DATA FOR THIS EXERCISE:
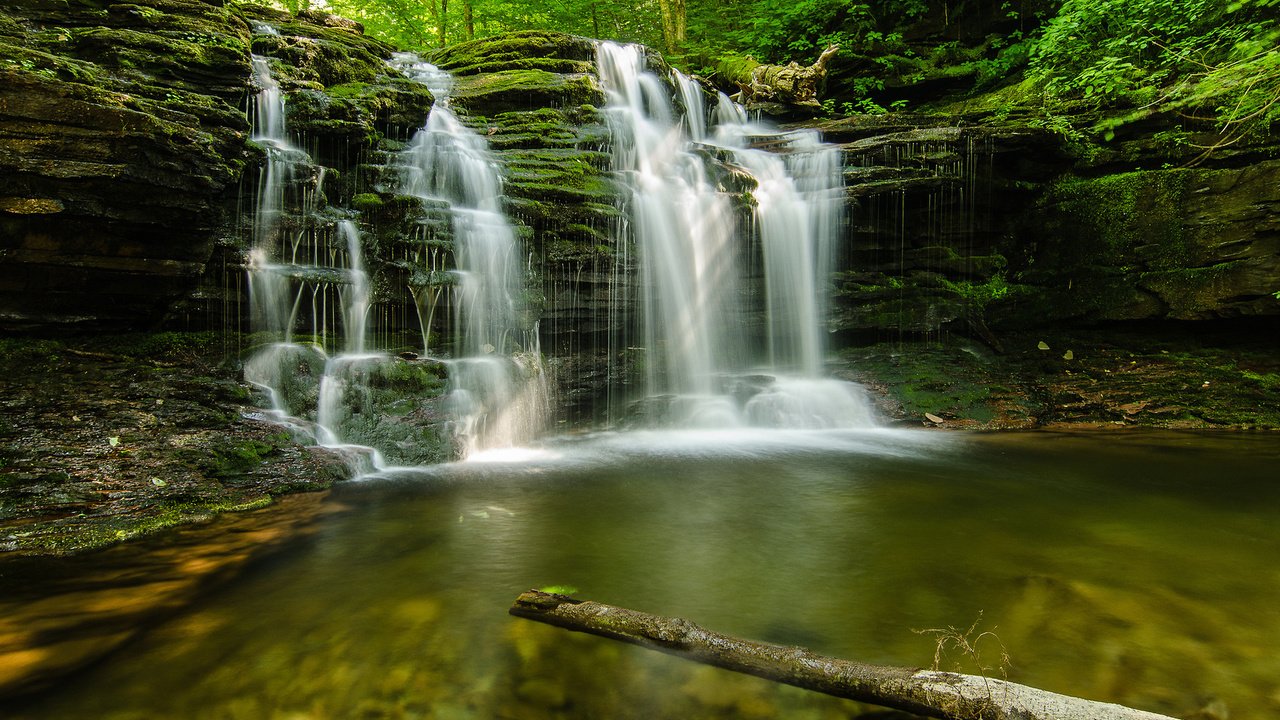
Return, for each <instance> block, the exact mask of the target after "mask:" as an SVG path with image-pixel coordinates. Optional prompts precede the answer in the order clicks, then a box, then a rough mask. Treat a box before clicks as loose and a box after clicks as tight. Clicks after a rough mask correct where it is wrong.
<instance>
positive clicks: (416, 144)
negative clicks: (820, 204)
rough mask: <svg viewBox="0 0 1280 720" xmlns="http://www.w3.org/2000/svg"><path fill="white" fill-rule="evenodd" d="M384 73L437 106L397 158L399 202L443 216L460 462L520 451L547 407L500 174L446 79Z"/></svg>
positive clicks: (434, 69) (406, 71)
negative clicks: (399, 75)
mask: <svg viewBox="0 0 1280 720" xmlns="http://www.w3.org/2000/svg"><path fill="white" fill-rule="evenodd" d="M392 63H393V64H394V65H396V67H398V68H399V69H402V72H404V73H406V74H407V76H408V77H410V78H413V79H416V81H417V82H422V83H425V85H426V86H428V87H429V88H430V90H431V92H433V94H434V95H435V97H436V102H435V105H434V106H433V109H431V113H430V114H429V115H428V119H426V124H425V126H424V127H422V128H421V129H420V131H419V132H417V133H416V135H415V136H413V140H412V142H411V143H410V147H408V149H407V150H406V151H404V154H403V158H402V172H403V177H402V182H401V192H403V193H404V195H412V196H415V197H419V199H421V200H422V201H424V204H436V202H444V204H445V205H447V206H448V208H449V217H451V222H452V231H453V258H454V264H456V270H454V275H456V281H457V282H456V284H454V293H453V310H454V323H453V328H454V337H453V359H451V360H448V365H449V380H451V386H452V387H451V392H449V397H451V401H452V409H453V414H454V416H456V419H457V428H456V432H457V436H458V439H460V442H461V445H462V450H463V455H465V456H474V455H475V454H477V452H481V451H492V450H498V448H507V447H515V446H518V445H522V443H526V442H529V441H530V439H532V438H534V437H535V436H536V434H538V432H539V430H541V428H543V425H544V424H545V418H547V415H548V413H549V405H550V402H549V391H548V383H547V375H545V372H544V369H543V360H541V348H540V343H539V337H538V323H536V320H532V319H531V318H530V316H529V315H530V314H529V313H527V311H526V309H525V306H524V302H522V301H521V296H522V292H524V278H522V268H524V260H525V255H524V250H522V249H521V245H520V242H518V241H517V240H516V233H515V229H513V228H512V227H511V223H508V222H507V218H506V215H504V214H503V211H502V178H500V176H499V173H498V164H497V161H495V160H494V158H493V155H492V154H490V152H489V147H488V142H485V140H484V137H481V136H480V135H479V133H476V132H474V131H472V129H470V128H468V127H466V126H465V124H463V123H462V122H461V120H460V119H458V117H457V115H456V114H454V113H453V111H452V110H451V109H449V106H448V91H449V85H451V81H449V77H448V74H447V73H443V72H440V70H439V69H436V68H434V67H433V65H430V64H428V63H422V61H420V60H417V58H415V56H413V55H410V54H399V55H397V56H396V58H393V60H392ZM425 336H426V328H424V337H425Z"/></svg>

DIRECTIONS: Please return every line of the items above verbatim, leaving out the pictures.

REPLY:
Return, for each <instance> block, the exact mask of the target after "mask:" as an SVG path with image-pixel coordinates. Optional prompts precede the answer in the order clicks, then a box, then a rough mask. Treat a box before clicks as loose and a box after clicks as tight. Clicks after a rough mask correct where it is wrong.
<instance>
positive clicks: (416, 144)
negative clicks: (820, 204)
rough mask: <svg viewBox="0 0 1280 720" xmlns="http://www.w3.org/2000/svg"><path fill="white" fill-rule="evenodd" d="M384 73L437 106L397 158L399 202L443 216L460 462L520 451L547 407L500 174L446 79Z"/></svg>
positive clicks: (434, 69) (406, 71)
negative clicks: (399, 75)
mask: <svg viewBox="0 0 1280 720" xmlns="http://www.w3.org/2000/svg"><path fill="white" fill-rule="evenodd" d="M392 63H393V64H394V65H396V67H398V68H399V69H402V72H404V73H406V74H407V76H408V77H410V78H413V79H416V81H417V82H422V83H425V85H426V86H428V87H429V88H430V90H431V92H433V94H434V95H435V97H436V102H435V105H434V106H433V109H431V113H430V114H429V115H428V119H426V124H425V126H424V127H422V128H421V129H420V131H419V132H417V133H416V135H415V136H413V140H412V142H411V143H410V147H408V149H407V150H406V151H404V154H403V158H402V172H403V177H402V182H401V192H403V193H404V195H412V196H415V197H419V199H421V200H422V201H424V204H436V202H444V204H445V205H447V206H448V208H449V217H451V222H452V231H453V258H454V264H456V270H454V275H456V281H457V282H456V284H454V293H453V310H454V323H453V328H454V337H453V359H451V360H448V365H449V380H451V386H452V387H451V392H449V397H451V401H452V409H453V414H454V416H456V419H457V428H456V432H457V436H458V439H460V442H461V445H462V450H463V455H465V456H474V455H475V454H477V452H481V451H492V450H498V448H507V447H515V446H518V445H522V443H526V442H529V441H530V439H532V438H534V437H535V436H536V434H538V432H539V430H541V428H543V425H544V424H545V418H547V415H548V413H549V405H550V402H549V391H548V383H547V375H545V372H544V369H543V360H541V348H540V343H539V337H538V323H536V320H532V319H531V318H530V316H529V315H530V314H529V313H527V311H526V309H525V306H524V302H522V301H521V296H522V292H524V278H522V268H524V260H525V255H524V250H522V249H521V245H520V242H518V241H517V240H516V233H515V229H513V228H512V227H511V223H508V222H507V218H506V215H504V214H503V211H502V178H500V176H499V173H498V164H497V161H495V160H494V158H493V155H492V154H490V152H489V147H488V142H485V140H484V137H481V136H480V135H479V133H476V132H474V131H472V129H470V128H468V127H466V126H465V124H463V123H462V122H461V120H460V119H458V117H457V115H456V114H454V113H453V111H452V110H451V109H449V106H448V91H449V85H451V81H449V77H448V74H447V73H443V72H440V70H439V69H436V68H434V67H433V65H430V64H428V63H422V61H420V60H417V58H415V56H413V55H410V54H399V55H397V56H396V58H393V60H392ZM425 336H426V328H424V337H425Z"/></svg>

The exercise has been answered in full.